*WHAT THIS TASK INVOLVES*: Without the pictures, return each record as it appears.

*EXTRACTED ENTRIES*:
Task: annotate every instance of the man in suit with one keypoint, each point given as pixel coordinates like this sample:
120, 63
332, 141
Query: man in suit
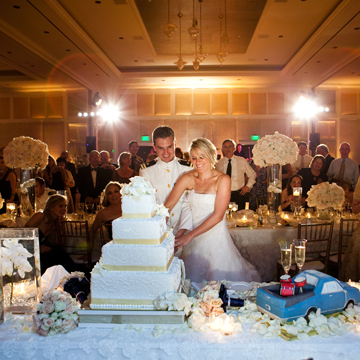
344, 168
236, 167
163, 172
323, 150
136, 161
92, 179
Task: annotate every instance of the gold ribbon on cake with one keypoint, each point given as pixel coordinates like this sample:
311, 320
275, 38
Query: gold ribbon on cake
139, 215
140, 241
138, 268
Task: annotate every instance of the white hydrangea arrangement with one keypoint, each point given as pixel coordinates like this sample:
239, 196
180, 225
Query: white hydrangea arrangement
275, 149
57, 313
138, 186
326, 195
26, 153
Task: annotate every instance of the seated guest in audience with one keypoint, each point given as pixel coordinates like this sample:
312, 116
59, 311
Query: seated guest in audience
105, 161
41, 194
92, 179
350, 268
136, 161
236, 167
123, 173
344, 168
69, 182
287, 194
7, 185
303, 160
312, 175
51, 253
323, 150
112, 207
53, 176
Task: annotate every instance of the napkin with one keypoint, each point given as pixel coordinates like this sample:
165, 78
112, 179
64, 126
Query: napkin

*RESULT OF THE EXERCISE*:
Task: annotate every instance of the man in suit with one keypoint, each point given as pixel coordinates like this sample:
120, 63
332, 141
Query: man in suit
344, 168
236, 167
163, 172
323, 150
136, 161
92, 179
Task: annotate every instance of the gold ribbon on cake with one keypoint, each point given as pixel coordinates like this sample:
311, 320
275, 38
Query: gold ribbon on cake
139, 215
140, 241
138, 268
Task: annotate every instance of the white hydrangea arrangement with one keypoint, each point given as pixel coordinates like this sample:
239, 196
180, 225
Query: white hydrangea arrangement
275, 149
57, 313
138, 186
326, 195
26, 153
Task: annotate every instance of the seated guest in audience with one keypoint, each point given as pixel coordinates like this sample:
312, 116
59, 311
Query: seated guest in audience
105, 161
41, 194
92, 179
350, 268
136, 161
236, 167
123, 173
344, 168
69, 182
287, 194
7, 185
303, 160
312, 175
51, 253
323, 150
112, 207
53, 176
Task: annotate every instance of the napkin with one keypoint, each point given as pixel coordinates like this sample:
165, 78
112, 179
64, 126
Query: napkin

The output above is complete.